풀어 볼 문제
목록의 맨 처음부터 "column 469, row 350"가 있는 줄까지(그 줄 포함)를 두 열짜리 CSV로 제시하되, 열 이름은 "요청"과 "답"으로 하고 요청 하나당 한 행을 만드세요. 요청 문구와 그 답은 각각 큰따옴표로 묶은 한 필드에 넣고, 줄바꿈은 공백으로 바꾸세요.

..............................

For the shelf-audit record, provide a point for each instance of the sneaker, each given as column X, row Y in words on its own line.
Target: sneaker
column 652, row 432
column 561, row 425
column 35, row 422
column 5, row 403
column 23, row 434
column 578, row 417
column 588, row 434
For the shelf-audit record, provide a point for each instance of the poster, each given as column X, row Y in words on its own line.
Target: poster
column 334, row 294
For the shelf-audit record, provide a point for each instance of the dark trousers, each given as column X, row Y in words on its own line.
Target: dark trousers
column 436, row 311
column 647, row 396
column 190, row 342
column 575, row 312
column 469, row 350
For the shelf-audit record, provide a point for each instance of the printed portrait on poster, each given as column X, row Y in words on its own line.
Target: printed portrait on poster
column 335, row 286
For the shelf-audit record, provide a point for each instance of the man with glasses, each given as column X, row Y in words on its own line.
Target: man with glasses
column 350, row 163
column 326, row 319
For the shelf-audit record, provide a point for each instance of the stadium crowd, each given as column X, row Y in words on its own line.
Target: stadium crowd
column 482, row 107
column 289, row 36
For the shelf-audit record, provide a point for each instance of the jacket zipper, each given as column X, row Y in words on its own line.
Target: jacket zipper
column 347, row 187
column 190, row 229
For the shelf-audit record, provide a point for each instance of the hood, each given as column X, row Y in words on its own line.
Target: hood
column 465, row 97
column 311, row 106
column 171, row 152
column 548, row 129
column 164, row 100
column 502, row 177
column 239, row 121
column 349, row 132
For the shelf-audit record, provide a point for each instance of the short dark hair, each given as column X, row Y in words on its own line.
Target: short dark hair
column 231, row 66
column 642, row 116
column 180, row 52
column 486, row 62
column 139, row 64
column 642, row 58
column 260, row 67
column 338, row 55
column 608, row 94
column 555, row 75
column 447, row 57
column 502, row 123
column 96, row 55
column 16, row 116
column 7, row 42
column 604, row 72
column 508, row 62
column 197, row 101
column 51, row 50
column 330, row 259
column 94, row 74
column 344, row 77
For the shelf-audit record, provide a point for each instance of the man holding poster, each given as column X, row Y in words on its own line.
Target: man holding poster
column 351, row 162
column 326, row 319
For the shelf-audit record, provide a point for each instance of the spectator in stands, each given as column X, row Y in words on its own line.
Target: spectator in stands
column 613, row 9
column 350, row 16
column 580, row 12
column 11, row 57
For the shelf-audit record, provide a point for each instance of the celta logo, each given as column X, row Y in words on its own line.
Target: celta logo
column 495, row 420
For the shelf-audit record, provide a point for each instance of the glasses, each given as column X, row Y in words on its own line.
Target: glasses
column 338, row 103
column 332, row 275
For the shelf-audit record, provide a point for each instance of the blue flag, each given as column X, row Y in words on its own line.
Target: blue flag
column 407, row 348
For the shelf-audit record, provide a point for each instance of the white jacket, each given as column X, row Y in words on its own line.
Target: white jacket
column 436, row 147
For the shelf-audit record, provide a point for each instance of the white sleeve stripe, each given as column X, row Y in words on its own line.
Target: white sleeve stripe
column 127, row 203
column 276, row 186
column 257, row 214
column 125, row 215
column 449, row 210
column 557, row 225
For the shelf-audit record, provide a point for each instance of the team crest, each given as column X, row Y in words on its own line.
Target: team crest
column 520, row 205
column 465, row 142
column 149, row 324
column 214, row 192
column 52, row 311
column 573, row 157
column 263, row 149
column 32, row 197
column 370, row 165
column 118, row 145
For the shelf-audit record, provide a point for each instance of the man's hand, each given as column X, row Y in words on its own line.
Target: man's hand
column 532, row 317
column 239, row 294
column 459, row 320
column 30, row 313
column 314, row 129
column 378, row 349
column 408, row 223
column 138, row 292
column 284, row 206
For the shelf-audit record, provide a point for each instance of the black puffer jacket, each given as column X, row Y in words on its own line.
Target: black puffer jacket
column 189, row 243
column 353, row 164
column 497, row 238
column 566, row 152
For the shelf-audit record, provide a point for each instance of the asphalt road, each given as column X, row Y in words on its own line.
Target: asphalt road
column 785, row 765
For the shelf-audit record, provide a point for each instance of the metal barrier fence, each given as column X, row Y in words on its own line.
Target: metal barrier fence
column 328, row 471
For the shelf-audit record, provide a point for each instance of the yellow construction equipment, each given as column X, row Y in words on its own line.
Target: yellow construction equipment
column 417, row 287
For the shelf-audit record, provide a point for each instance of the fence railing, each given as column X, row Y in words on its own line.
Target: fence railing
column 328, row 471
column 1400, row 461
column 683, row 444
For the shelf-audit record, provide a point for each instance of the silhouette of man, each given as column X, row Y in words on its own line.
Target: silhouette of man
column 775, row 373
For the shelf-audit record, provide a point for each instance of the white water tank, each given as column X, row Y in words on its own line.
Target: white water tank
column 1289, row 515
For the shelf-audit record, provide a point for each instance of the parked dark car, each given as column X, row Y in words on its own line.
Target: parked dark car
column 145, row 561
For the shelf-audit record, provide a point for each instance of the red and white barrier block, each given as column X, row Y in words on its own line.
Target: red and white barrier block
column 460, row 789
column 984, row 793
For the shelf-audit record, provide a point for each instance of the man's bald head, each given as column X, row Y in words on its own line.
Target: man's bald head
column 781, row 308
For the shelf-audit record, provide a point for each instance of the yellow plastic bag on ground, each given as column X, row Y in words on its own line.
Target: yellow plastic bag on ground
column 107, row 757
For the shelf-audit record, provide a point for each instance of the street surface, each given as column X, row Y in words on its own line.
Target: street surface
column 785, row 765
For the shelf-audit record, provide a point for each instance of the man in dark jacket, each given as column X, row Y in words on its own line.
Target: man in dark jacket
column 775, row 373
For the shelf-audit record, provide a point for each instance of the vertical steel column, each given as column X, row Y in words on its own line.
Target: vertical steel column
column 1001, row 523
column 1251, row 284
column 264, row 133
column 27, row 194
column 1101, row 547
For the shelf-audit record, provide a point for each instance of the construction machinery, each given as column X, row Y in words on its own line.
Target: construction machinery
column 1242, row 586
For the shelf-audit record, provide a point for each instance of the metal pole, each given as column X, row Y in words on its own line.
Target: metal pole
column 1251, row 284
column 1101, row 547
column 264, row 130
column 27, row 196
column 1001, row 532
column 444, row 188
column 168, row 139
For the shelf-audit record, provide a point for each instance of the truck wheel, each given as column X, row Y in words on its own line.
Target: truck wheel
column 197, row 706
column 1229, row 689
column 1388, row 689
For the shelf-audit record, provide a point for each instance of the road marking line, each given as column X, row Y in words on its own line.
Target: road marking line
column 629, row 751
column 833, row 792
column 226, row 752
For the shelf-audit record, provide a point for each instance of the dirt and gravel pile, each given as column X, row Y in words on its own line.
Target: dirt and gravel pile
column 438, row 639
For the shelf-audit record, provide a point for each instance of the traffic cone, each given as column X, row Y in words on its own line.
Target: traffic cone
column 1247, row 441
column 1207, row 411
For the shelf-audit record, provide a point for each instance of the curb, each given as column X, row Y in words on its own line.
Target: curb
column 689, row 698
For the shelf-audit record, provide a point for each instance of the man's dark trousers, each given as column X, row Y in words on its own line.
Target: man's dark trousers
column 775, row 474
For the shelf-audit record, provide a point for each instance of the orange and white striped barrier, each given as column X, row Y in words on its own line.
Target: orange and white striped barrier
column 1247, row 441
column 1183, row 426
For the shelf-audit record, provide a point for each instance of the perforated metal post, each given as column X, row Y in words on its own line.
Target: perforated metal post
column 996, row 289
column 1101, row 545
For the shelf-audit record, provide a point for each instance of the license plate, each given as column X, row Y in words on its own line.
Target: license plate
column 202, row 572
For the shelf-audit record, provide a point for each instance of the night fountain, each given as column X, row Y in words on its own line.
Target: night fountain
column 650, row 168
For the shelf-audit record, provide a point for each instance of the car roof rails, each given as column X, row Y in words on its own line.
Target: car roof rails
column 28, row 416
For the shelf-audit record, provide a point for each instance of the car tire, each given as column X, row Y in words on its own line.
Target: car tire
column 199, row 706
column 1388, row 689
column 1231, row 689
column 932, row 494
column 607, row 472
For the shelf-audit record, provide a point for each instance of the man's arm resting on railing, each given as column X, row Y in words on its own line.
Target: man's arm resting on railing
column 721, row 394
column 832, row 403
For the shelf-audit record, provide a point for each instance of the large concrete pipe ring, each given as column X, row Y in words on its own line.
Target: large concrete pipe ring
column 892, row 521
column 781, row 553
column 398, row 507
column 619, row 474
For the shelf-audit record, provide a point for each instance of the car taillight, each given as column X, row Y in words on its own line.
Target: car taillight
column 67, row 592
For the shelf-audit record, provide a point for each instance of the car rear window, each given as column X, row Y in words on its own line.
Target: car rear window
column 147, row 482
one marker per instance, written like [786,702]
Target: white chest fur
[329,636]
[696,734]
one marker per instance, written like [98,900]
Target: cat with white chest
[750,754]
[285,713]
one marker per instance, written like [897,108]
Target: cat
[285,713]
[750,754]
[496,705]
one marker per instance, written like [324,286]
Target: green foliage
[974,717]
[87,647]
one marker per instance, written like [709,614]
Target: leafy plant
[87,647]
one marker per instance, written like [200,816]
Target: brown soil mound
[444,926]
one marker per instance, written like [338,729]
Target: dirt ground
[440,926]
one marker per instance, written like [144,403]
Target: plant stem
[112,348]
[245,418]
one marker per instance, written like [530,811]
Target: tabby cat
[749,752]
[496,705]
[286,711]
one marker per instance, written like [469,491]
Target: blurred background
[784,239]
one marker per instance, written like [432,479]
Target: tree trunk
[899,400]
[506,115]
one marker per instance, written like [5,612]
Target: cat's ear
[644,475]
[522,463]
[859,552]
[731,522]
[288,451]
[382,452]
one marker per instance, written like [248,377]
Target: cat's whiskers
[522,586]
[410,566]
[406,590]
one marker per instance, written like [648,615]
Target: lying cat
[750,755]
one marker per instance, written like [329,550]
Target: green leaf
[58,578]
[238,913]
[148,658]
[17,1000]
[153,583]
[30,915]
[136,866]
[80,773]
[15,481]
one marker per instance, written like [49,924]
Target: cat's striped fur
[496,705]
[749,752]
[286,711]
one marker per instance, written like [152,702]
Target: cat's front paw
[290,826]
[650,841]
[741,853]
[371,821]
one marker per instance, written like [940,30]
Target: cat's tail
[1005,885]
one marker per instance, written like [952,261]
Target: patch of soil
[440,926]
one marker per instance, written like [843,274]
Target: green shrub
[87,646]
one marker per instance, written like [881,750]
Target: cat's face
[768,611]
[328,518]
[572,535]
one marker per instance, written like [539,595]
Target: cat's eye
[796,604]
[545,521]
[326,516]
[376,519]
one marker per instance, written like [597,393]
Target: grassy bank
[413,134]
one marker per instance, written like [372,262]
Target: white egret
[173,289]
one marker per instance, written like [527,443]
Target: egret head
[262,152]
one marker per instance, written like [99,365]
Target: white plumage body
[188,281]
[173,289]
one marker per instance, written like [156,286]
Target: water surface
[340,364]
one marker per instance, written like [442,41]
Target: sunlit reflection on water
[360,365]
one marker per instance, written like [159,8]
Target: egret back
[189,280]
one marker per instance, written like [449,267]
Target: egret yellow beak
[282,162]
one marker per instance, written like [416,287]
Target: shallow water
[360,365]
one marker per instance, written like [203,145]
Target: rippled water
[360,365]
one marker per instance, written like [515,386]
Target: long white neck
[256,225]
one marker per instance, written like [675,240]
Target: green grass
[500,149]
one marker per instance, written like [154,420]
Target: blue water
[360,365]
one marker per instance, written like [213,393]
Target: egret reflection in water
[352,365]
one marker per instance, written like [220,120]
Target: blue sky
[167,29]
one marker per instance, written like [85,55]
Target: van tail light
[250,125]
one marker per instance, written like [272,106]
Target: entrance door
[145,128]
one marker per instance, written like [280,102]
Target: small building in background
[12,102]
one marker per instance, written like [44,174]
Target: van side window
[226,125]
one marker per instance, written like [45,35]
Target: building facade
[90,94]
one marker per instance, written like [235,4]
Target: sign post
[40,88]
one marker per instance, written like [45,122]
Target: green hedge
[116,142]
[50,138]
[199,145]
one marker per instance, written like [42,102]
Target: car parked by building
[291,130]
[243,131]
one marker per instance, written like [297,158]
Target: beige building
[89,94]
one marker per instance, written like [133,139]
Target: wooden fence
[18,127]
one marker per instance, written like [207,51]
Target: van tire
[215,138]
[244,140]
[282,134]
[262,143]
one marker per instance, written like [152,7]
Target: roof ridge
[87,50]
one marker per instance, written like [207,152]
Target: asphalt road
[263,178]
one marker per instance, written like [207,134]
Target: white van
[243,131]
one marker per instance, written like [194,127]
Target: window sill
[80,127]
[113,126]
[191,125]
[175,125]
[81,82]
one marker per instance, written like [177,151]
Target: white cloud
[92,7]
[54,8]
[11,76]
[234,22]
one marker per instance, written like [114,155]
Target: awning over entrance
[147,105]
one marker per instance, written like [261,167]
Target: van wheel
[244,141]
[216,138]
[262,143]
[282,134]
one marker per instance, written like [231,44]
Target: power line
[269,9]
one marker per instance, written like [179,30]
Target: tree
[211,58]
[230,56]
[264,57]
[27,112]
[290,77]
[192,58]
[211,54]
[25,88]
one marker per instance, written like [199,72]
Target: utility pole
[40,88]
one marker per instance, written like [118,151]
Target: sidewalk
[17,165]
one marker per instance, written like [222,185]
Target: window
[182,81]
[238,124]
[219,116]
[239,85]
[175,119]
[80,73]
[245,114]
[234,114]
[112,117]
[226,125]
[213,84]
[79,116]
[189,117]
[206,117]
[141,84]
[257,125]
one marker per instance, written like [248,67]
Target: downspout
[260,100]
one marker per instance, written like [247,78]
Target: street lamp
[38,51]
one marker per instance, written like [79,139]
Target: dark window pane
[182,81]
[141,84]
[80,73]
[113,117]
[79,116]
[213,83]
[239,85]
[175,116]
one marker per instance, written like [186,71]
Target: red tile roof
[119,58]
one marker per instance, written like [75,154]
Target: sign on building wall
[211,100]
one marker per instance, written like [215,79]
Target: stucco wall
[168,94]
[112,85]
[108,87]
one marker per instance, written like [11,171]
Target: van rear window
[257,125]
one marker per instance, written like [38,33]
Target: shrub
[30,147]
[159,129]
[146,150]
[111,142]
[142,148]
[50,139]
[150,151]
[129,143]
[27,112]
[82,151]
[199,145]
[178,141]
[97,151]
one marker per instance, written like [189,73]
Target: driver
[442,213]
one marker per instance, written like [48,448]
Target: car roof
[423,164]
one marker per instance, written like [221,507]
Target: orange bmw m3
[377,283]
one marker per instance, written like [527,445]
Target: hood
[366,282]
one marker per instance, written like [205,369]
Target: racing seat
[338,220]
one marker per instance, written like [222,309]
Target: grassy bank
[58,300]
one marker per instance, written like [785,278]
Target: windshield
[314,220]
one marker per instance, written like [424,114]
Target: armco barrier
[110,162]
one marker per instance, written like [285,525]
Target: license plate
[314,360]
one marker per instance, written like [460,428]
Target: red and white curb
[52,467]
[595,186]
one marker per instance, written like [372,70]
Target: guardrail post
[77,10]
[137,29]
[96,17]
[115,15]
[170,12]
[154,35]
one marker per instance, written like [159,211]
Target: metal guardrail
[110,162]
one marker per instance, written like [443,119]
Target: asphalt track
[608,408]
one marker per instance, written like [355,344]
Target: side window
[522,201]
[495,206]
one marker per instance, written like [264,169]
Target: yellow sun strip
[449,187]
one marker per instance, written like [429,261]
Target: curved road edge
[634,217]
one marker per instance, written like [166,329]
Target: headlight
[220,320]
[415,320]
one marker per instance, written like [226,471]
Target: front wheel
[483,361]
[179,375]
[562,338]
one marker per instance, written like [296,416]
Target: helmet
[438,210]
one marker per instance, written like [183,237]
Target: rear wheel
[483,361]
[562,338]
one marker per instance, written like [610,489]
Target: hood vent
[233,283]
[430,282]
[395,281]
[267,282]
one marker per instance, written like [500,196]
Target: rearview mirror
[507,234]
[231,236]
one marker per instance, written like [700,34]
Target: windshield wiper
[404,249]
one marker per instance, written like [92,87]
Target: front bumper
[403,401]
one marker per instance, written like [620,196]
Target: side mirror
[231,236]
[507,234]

..............................

결과
요청,답
"For the shelf-audit record, provide a point for each instance of the sneaker, each given as column X, row Y in words on its own line. Target: sneaker","column 652, row 432 column 561, row 425 column 35, row 422 column 5, row 403 column 23, row 434 column 578, row 417 column 588, row 434"
"For the shelf-audit record, provide a point for each instance of the poster, each given as column X, row Y in words on its own line. Target: poster","column 334, row 294"
"For the shelf-audit record, provide a point for each instance of the dark trousers, each given as column X, row Y in words on its own line. Target: dark trousers","column 436, row 311 column 647, row 396 column 190, row 342 column 575, row 312 column 469, row 350"